◆ **RECORDS FOR PROCESSING**:
↓

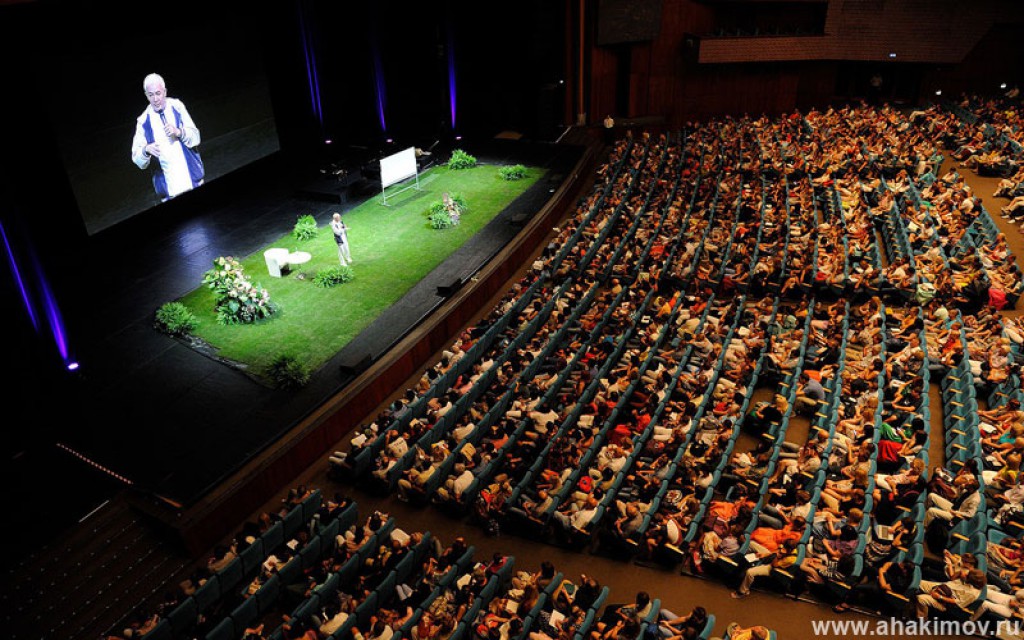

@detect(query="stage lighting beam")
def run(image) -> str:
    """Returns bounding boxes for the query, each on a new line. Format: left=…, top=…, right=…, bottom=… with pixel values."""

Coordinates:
left=298, top=2, right=324, bottom=128
left=447, top=20, right=458, bottom=129
left=0, top=220, right=38, bottom=330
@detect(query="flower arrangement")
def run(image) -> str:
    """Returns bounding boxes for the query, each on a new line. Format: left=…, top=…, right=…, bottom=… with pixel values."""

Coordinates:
left=427, top=192, right=467, bottom=229
left=447, top=149, right=477, bottom=170
left=202, top=256, right=277, bottom=325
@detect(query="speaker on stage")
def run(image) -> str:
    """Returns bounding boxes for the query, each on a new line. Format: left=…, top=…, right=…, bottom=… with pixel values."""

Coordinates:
left=339, top=354, right=373, bottom=378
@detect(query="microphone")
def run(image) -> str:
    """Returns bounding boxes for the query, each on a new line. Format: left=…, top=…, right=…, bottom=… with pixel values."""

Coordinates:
left=157, top=110, right=179, bottom=141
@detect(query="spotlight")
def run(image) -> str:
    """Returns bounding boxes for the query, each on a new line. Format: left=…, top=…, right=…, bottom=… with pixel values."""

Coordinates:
left=455, top=135, right=463, bottom=141
left=558, top=79, right=565, bottom=85
left=386, top=138, right=394, bottom=144
left=324, top=139, right=333, bottom=145
left=888, top=52, right=896, bottom=59
left=1001, top=83, right=1008, bottom=89
left=67, top=361, right=80, bottom=371
left=935, top=89, right=942, bottom=96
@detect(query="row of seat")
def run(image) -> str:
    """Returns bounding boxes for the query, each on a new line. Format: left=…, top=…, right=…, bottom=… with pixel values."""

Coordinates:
left=142, top=492, right=346, bottom=640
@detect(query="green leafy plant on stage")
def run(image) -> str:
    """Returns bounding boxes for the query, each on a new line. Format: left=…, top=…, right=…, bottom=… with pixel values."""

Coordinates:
left=427, top=193, right=467, bottom=216
left=447, top=149, right=477, bottom=170
left=292, top=214, right=319, bottom=241
left=202, top=256, right=277, bottom=325
left=154, top=301, right=199, bottom=337
left=429, top=209, right=456, bottom=229
left=267, top=354, right=310, bottom=389
left=313, top=265, right=355, bottom=288
left=427, top=192, right=467, bottom=229
left=499, top=164, right=527, bottom=180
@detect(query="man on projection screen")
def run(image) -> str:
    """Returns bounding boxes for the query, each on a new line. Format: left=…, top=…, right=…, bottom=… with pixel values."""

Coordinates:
left=131, top=73, right=204, bottom=201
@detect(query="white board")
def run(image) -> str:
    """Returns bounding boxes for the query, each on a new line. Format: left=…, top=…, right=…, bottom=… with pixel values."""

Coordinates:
left=380, top=147, right=417, bottom=189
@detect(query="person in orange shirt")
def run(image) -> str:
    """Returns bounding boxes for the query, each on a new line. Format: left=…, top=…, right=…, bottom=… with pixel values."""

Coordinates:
left=707, top=494, right=754, bottom=524
left=747, top=516, right=806, bottom=557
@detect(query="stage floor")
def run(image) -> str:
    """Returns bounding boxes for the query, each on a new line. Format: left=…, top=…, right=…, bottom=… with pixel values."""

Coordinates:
left=9, top=139, right=583, bottom=552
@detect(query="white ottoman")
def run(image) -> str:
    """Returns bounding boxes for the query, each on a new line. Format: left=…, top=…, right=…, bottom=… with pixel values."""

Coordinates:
left=264, top=248, right=290, bottom=277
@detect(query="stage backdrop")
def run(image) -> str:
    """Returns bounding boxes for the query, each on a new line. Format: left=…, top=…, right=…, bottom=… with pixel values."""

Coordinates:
left=38, top=5, right=280, bottom=236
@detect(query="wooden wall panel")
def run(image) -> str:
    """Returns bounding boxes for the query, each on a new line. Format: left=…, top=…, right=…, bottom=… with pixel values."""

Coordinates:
left=589, top=44, right=620, bottom=122
left=629, top=42, right=653, bottom=116
left=583, top=0, right=1023, bottom=129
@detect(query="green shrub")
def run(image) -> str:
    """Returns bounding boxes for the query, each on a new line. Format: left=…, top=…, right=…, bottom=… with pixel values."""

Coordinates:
left=154, top=302, right=199, bottom=337
left=499, top=164, right=527, bottom=180
left=429, top=210, right=456, bottom=229
left=447, top=149, right=477, bottom=170
left=313, top=265, right=355, bottom=288
left=267, top=354, right=310, bottom=389
left=292, top=214, right=318, bottom=241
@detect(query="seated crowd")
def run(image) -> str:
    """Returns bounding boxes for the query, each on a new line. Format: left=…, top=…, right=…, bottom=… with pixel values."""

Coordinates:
left=117, top=494, right=735, bottom=639
left=320, top=99, right=1024, bottom=630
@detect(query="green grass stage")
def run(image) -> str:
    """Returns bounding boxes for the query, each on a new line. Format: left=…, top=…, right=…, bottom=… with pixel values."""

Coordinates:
left=176, top=163, right=541, bottom=381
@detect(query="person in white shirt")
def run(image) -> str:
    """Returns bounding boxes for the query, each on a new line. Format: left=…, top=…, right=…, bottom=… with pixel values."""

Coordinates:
left=553, top=496, right=599, bottom=542
left=529, top=404, right=559, bottom=433
left=318, top=600, right=351, bottom=635
left=451, top=418, right=476, bottom=443
left=331, top=213, right=353, bottom=266
left=352, top=618, right=394, bottom=640
left=925, top=478, right=982, bottom=527
left=131, top=73, right=203, bottom=201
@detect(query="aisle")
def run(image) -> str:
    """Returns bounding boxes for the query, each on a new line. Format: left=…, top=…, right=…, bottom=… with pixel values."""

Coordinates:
left=944, top=153, right=1024, bottom=322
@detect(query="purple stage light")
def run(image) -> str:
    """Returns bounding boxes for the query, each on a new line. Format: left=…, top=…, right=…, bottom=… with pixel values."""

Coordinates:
left=325, top=139, right=332, bottom=145
left=67, top=362, right=79, bottom=371
left=447, top=24, right=457, bottom=129
left=3, top=219, right=73, bottom=368
left=372, top=36, right=388, bottom=133
left=0, top=220, right=38, bottom=330
left=37, top=269, right=69, bottom=362
left=298, top=2, right=323, bottom=127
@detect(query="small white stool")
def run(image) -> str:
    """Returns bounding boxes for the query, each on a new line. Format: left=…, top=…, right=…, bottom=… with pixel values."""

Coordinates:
left=264, top=248, right=290, bottom=277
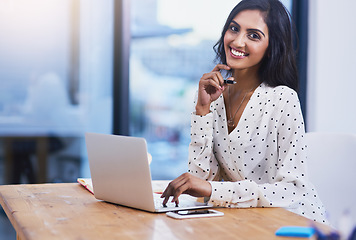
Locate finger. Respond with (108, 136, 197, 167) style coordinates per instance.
(203, 78, 223, 92)
(213, 71, 225, 87)
(208, 73, 222, 88)
(172, 182, 190, 204)
(207, 70, 228, 89)
(162, 188, 173, 206)
(161, 175, 184, 198)
(170, 176, 191, 203)
(200, 72, 221, 88)
(161, 183, 174, 205)
(161, 176, 186, 205)
(162, 196, 169, 206)
(161, 185, 168, 198)
(173, 197, 179, 206)
(161, 189, 168, 205)
(212, 64, 231, 72)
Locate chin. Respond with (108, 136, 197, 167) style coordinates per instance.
(226, 62, 244, 70)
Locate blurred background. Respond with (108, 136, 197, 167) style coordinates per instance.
(0, 0, 355, 238)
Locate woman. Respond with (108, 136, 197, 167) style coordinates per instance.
(161, 0, 328, 224)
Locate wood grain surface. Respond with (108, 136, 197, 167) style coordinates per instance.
(0, 183, 331, 240)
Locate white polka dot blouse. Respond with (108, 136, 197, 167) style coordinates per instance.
(188, 83, 328, 225)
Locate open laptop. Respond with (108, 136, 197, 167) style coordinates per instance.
(85, 132, 212, 212)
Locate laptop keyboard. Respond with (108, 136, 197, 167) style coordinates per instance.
(153, 194, 194, 209)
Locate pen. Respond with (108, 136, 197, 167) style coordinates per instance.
(224, 79, 236, 84)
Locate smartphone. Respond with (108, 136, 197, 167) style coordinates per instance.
(166, 209, 224, 219)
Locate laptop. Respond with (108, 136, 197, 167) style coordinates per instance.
(85, 132, 212, 212)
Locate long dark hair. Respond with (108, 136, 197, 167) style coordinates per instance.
(214, 0, 299, 91)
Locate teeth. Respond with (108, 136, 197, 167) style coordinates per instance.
(231, 48, 246, 57)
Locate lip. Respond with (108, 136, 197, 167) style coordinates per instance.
(229, 47, 249, 59)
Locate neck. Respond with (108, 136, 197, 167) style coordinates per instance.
(230, 69, 261, 93)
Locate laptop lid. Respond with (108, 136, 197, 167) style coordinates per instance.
(85, 132, 157, 212)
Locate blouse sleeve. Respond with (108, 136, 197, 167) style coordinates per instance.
(188, 112, 221, 181)
(208, 88, 311, 209)
(187, 95, 221, 181)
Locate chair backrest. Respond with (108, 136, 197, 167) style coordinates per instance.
(305, 132, 356, 227)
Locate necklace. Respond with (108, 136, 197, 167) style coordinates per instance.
(227, 86, 255, 128)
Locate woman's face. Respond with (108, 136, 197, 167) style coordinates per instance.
(223, 10, 269, 72)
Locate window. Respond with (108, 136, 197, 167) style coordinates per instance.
(0, 0, 114, 183)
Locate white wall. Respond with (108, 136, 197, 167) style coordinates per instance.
(308, 0, 356, 134)
(307, 0, 356, 229)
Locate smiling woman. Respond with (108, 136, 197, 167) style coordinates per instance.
(161, 0, 329, 226)
(223, 10, 269, 74)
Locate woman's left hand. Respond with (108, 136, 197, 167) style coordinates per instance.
(161, 173, 212, 206)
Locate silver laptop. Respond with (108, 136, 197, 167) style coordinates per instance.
(85, 132, 212, 212)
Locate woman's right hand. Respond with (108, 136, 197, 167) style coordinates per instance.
(161, 173, 212, 206)
(196, 64, 233, 116)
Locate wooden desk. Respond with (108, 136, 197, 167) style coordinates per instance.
(0, 183, 330, 240)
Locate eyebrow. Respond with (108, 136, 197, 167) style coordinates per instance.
(230, 20, 266, 37)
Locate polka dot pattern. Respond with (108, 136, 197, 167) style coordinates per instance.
(188, 83, 328, 225)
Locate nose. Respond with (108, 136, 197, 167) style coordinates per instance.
(233, 33, 246, 48)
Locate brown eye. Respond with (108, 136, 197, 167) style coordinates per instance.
(248, 32, 261, 40)
(229, 25, 239, 32)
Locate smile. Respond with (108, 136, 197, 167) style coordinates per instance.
(230, 48, 248, 58)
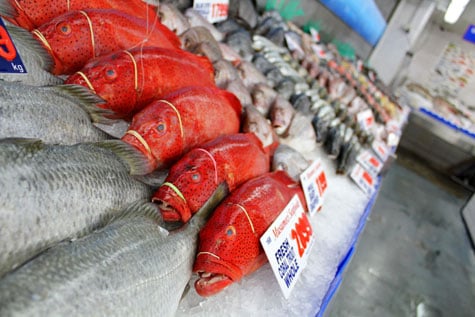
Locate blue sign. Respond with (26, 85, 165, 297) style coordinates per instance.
(463, 24, 475, 44)
(0, 18, 27, 73)
(319, 0, 387, 46)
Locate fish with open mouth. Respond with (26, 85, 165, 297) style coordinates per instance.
(193, 170, 306, 297)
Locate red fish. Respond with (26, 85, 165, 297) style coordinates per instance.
(153, 133, 272, 223)
(65, 47, 215, 118)
(121, 86, 242, 173)
(32, 8, 180, 74)
(0, 0, 159, 31)
(193, 170, 306, 297)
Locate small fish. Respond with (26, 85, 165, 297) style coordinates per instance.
(280, 112, 317, 154)
(272, 144, 310, 181)
(290, 93, 312, 114)
(122, 86, 242, 173)
(66, 47, 215, 119)
(179, 26, 219, 52)
(213, 59, 239, 88)
(185, 8, 224, 42)
(0, 139, 152, 278)
(194, 171, 306, 297)
(227, 0, 258, 29)
(0, 184, 228, 317)
(324, 120, 346, 159)
(269, 96, 296, 136)
(252, 53, 275, 74)
(225, 29, 254, 61)
(0, 0, 159, 30)
(158, 3, 190, 35)
(152, 133, 271, 223)
(0, 82, 110, 144)
(241, 105, 279, 151)
(224, 78, 253, 108)
(251, 83, 278, 116)
(32, 8, 180, 74)
(236, 60, 268, 90)
(312, 105, 335, 144)
(275, 77, 295, 100)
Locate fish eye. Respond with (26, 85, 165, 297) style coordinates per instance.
(156, 122, 166, 133)
(56, 22, 72, 36)
(225, 226, 236, 238)
(105, 68, 117, 81)
(191, 173, 200, 183)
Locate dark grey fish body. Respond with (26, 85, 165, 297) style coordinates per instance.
(215, 18, 243, 35)
(325, 121, 346, 159)
(185, 9, 224, 41)
(312, 105, 335, 144)
(180, 26, 219, 52)
(0, 186, 228, 317)
(190, 41, 223, 63)
(0, 82, 110, 144)
(0, 23, 62, 86)
(290, 93, 312, 114)
(336, 135, 361, 175)
(275, 78, 295, 100)
(228, 0, 258, 29)
(251, 83, 278, 116)
(0, 139, 152, 277)
(265, 66, 285, 88)
(225, 29, 254, 61)
(252, 53, 275, 74)
(265, 26, 285, 46)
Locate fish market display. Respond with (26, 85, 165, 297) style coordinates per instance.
(0, 184, 228, 317)
(0, 82, 110, 144)
(0, 139, 152, 277)
(32, 8, 180, 74)
(153, 133, 271, 223)
(194, 171, 306, 296)
(66, 47, 215, 118)
(122, 86, 242, 173)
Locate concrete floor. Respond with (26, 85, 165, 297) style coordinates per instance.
(326, 149, 475, 316)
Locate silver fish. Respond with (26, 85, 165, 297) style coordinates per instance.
(0, 184, 228, 317)
(0, 22, 62, 86)
(236, 60, 268, 90)
(312, 104, 335, 144)
(158, 3, 190, 35)
(185, 8, 224, 41)
(325, 120, 346, 159)
(224, 78, 253, 107)
(213, 59, 239, 88)
(272, 144, 310, 182)
(0, 82, 111, 144)
(0, 139, 152, 277)
(280, 112, 317, 154)
(269, 96, 295, 136)
(251, 83, 278, 116)
(241, 105, 278, 149)
(225, 29, 254, 61)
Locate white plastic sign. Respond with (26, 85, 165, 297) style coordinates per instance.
(356, 150, 383, 176)
(0, 17, 27, 74)
(300, 159, 328, 216)
(356, 108, 375, 132)
(193, 0, 229, 23)
(350, 164, 376, 197)
(371, 140, 390, 162)
(260, 196, 315, 299)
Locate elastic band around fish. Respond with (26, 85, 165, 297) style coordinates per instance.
(123, 50, 139, 91)
(75, 71, 96, 93)
(231, 203, 255, 234)
(195, 148, 218, 185)
(79, 10, 95, 58)
(158, 100, 184, 139)
(125, 130, 152, 157)
(161, 182, 186, 204)
(66, 0, 71, 10)
(31, 29, 53, 53)
(196, 252, 221, 260)
(14, 0, 24, 12)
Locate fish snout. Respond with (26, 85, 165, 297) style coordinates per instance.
(152, 184, 191, 222)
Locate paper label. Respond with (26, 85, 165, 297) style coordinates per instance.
(357, 150, 383, 176)
(0, 18, 27, 74)
(193, 0, 229, 23)
(260, 196, 315, 299)
(350, 164, 376, 196)
(356, 108, 375, 132)
(371, 140, 390, 162)
(300, 159, 328, 216)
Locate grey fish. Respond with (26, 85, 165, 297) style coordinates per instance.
(270, 96, 295, 136)
(179, 26, 220, 53)
(160, 0, 192, 11)
(213, 59, 239, 88)
(225, 29, 254, 61)
(215, 18, 243, 35)
(265, 66, 285, 88)
(228, 0, 258, 29)
(290, 93, 312, 114)
(312, 105, 336, 144)
(0, 139, 152, 277)
(224, 78, 253, 107)
(241, 105, 278, 149)
(252, 35, 287, 54)
(275, 77, 295, 100)
(252, 53, 275, 74)
(254, 16, 279, 36)
(0, 82, 111, 144)
(190, 41, 223, 63)
(280, 112, 317, 154)
(325, 120, 346, 159)
(158, 3, 190, 35)
(0, 184, 228, 317)
(0, 22, 62, 86)
(251, 83, 278, 116)
(272, 144, 310, 182)
(218, 43, 242, 62)
(236, 60, 267, 90)
(336, 135, 361, 175)
(265, 26, 285, 46)
(185, 8, 225, 42)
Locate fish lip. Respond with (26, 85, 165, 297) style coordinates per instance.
(194, 273, 233, 297)
(31, 29, 61, 74)
(152, 185, 191, 223)
(193, 254, 241, 297)
(121, 131, 156, 168)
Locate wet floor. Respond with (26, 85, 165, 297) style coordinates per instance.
(326, 148, 475, 316)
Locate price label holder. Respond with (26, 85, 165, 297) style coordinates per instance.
(193, 0, 229, 23)
(350, 163, 376, 197)
(260, 195, 315, 299)
(371, 140, 390, 162)
(0, 17, 27, 73)
(356, 150, 383, 176)
(356, 108, 375, 132)
(300, 159, 328, 216)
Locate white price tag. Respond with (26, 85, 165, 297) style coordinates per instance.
(260, 196, 315, 299)
(350, 164, 376, 196)
(356, 108, 375, 132)
(193, 0, 229, 23)
(300, 159, 328, 216)
(371, 140, 390, 162)
(356, 150, 383, 176)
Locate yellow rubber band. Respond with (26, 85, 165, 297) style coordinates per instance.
(74, 71, 96, 93)
(196, 252, 221, 260)
(122, 50, 138, 92)
(31, 29, 53, 53)
(195, 148, 218, 185)
(66, 0, 70, 10)
(158, 100, 184, 139)
(13, 0, 24, 12)
(232, 203, 255, 234)
(161, 182, 186, 203)
(79, 10, 95, 58)
(125, 130, 152, 157)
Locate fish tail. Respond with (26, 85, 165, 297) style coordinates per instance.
(93, 140, 155, 176)
(191, 182, 229, 228)
(0, 0, 16, 18)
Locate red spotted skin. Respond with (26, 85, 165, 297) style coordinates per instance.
(193, 171, 306, 297)
(121, 86, 242, 172)
(33, 8, 180, 74)
(153, 133, 271, 223)
(6, 0, 159, 30)
(65, 47, 215, 118)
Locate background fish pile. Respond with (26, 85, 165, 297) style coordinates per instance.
(0, 0, 406, 316)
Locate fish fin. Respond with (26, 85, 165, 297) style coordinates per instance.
(53, 84, 116, 124)
(134, 168, 169, 188)
(93, 120, 129, 139)
(191, 182, 229, 226)
(0, 137, 44, 150)
(107, 200, 167, 230)
(5, 23, 53, 71)
(0, 0, 16, 18)
(220, 89, 243, 117)
(94, 140, 154, 175)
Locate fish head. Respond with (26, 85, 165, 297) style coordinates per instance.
(270, 98, 295, 136)
(121, 100, 183, 169)
(152, 150, 219, 223)
(32, 11, 96, 75)
(65, 51, 138, 118)
(194, 202, 263, 296)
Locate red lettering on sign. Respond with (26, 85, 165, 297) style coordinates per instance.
(211, 3, 228, 18)
(369, 157, 380, 168)
(0, 24, 17, 61)
(316, 171, 327, 196)
(363, 171, 373, 186)
(291, 214, 313, 257)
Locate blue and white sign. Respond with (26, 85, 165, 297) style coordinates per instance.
(0, 18, 27, 74)
(463, 24, 475, 44)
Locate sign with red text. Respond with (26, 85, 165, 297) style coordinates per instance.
(193, 0, 229, 23)
(0, 18, 27, 73)
(300, 159, 328, 216)
(371, 139, 390, 162)
(356, 108, 375, 132)
(350, 163, 376, 196)
(260, 196, 315, 299)
(356, 150, 383, 176)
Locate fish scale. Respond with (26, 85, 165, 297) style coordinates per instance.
(0, 140, 152, 278)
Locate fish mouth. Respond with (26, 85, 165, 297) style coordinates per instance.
(121, 130, 156, 169)
(152, 183, 191, 222)
(194, 272, 233, 297)
(31, 29, 61, 74)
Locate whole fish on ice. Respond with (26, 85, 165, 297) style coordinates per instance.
(272, 144, 310, 182)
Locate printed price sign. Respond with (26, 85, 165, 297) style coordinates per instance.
(193, 0, 229, 23)
(356, 108, 375, 132)
(356, 150, 383, 176)
(371, 140, 390, 162)
(350, 164, 376, 196)
(260, 195, 315, 299)
(0, 18, 27, 73)
(300, 159, 328, 216)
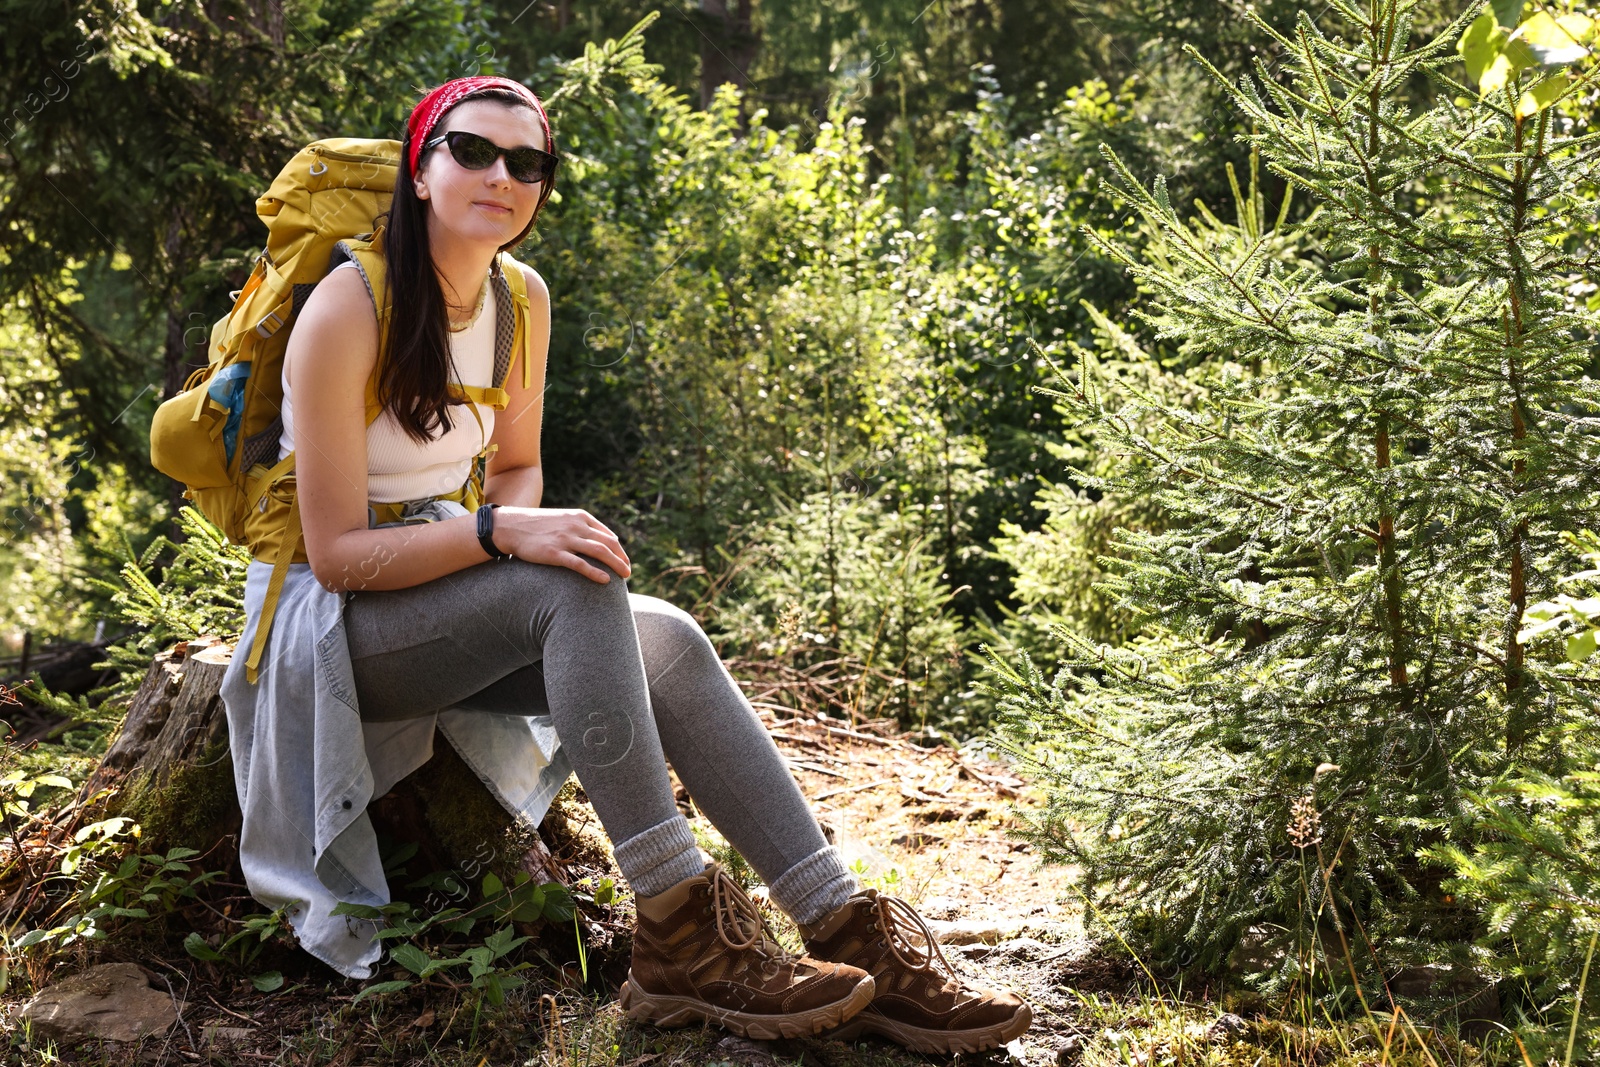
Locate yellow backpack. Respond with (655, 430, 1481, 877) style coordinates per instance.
(149, 137, 537, 683)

↑

◆ **PROBLEM DETAILS**:
Every line above that has the string "stage" needs to be copied.

◆ **TASK ANSWER**:
@detect(query="stage lighting beam")
@detect(query="speaker on stage")
@detect(query="green leafy plant on stage")
@detect(query="stage floor")
@detect(query="stage backdrop")
@detect(query="green grass stage")
@detect(query="purple stage light")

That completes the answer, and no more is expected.